• TASK STATEMENT
Could you output each line of the data that follows exactly?

Dataset items
____________
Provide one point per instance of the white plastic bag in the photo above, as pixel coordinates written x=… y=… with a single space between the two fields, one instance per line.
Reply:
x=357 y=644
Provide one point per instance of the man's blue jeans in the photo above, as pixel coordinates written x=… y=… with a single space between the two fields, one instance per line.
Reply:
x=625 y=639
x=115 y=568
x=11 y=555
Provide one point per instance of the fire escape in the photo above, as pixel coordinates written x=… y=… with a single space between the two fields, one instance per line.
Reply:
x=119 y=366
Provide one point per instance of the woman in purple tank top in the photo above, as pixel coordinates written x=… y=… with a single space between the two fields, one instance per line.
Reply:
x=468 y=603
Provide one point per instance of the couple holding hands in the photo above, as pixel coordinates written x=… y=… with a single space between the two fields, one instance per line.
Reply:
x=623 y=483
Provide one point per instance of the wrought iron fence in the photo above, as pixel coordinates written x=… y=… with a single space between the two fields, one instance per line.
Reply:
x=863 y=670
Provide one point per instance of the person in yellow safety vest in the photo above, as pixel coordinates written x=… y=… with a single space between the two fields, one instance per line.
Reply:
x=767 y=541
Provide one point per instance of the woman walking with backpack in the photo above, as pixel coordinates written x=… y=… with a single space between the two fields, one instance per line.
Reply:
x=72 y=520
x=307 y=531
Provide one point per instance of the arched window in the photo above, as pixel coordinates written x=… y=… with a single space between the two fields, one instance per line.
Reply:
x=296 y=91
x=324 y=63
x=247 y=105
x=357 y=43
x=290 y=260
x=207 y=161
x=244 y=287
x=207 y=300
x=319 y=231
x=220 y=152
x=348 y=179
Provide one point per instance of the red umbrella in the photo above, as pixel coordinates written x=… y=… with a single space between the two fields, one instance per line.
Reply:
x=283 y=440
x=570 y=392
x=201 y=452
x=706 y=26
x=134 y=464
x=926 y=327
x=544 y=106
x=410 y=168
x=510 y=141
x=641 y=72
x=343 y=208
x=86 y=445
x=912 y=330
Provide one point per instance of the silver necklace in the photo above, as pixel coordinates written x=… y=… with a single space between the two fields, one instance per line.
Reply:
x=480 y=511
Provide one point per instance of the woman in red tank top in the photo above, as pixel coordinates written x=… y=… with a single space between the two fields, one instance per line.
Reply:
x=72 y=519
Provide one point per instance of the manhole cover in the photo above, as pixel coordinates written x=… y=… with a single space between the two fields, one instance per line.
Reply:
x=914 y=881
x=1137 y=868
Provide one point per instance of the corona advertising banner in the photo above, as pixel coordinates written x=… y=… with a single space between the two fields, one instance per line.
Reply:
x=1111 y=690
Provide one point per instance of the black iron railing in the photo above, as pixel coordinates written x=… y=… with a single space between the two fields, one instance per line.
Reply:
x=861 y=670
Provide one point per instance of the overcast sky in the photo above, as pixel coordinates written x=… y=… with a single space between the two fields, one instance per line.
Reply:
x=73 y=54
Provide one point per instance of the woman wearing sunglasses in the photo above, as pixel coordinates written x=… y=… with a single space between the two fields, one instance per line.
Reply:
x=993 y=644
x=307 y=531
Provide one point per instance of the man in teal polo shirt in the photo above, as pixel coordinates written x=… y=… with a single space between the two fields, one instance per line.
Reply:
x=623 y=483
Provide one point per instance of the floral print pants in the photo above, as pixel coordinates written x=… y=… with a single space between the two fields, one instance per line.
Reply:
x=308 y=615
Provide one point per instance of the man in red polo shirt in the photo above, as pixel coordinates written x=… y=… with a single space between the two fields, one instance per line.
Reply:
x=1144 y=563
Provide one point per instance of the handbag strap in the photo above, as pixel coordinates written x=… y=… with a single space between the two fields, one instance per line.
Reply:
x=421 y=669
____________
• SOLUTION TO THIS TASK
Provide one point per instance of the white plastic bag in the photo above, as pixel coordinates written x=… y=… with a single space between the two fields, one instance per line.
Reply:
x=357 y=644
Provide one point per instance of the man's blue jeans in the photo above, as pixel coordinates written x=… y=… with a single space between the two fields, one instance per line.
Reply:
x=625 y=639
x=115 y=568
x=11 y=555
Provide one point per instance of the fire escape in the photo above, as pixel coordinates written x=… y=… with a single space between the two fields, one instance per line.
Reply:
x=119 y=366
Provide one point per instance of the woman in purple tank top in the photo above, as pixel coordinates written x=… y=… with a single space between the two fields, one instance per line.
Reply:
x=468 y=603
Provide one point per instance of the couple holding hands in the photo above, as pixel coordinates written x=… y=… with a single space between the two fields, one instance per line.
Reply:
x=623 y=483
Provide one point per instance of the wrought iron fence in the photo above, as pixel coordinates written x=… y=… with a single space between the two fields, one instance per line.
Reply:
x=863 y=670
Provide one point per instance of the person in yellow safety vest in the photo above, as pixel coordinates written x=… y=… with a single space between the two fields, one instance per line.
Reply:
x=767 y=541
Provide one point per instance of the woman walking with backpack in the photo above, as pixel coordinates written x=… y=… with a single space between the two fields, one instance per line.
Reply:
x=72 y=520
x=307 y=531
Provide one point per instance of the arched window in the photo above, as pixel coordinates written x=… y=… with a single space between the two fields, one instance per line.
Reply:
x=296 y=91
x=324 y=63
x=247 y=105
x=357 y=43
x=290 y=260
x=207 y=161
x=244 y=287
x=207 y=300
x=319 y=231
x=220 y=152
x=348 y=179
Provide one point per instance of the red umbrella in the photo above, as pixel coordinates written x=… y=… with a single space between the two fields, one instance per line.
Reply:
x=283 y=440
x=570 y=392
x=201 y=452
x=706 y=26
x=134 y=464
x=926 y=327
x=544 y=106
x=410 y=168
x=510 y=141
x=641 y=72
x=343 y=208
x=86 y=445
x=912 y=330
Provide one point per instance of the silver necklace in the photo above, as pixel coordinates written x=… y=… with a single space between the two fields, one instance per line.
Reply:
x=480 y=511
Provide one point per instance of the woman in red tank top in the photo above, as pixel coordinates written x=… y=… with a single space between the two fields, one instance per line.
Reply:
x=72 y=519
Provide one point per instance of the manhole cover in the photo above, as pixel coordinates written x=… y=… with a single space between the two fields, one instance per line.
Reply:
x=914 y=881
x=1137 y=868
Provide one point per instance of the corona advertising banner in the photo above, as pixel coordinates written x=… y=… with a single space between the two fields, one instance per line.
Reply:
x=1111 y=690
Provide one point per instance of the black iron railing in the photo above, as pixel coordinates written x=… y=… with a single space between the two fields, one instance per line.
Reply:
x=861 y=670
Provide one point per instance of the overcast sky in the photo above, as pixel coordinates written x=… y=… with a single space between the two fields, one instance per line.
Reply:
x=73 y=54
Provide one point per instance of the woman wearing sunglasses in the photo above, as pixel coordinates written x=… y=… with a single space between the two fields, one instance per line.
Reply:
x=993 y=644
x=307 y=531
Provide one point per instance of the man in teal polo shirt in the photo above, as pixel coordinates written x=… y=… with a single space between the two fields, one instance per line.
Reply:
x=623 y=483
Provide one point per instance of the floral print pants in the photo above, as pixel coordinates written x=… y=… with a single space between the two fields, one instance per line.
Reply:
x=308 y=615
Provide one point per instance of the man in red polo shirt in the photo above, as pixel coordinates written x=… y=… with a single space between the two fields, one instance per line.
Reply:
x=1144 y=563
Provide one point per instance of the handbag strap in the photo above, as pixel coordinates written x=… y=… with a single space between the two fields, one instance per line.
Reply:
x=421 y=669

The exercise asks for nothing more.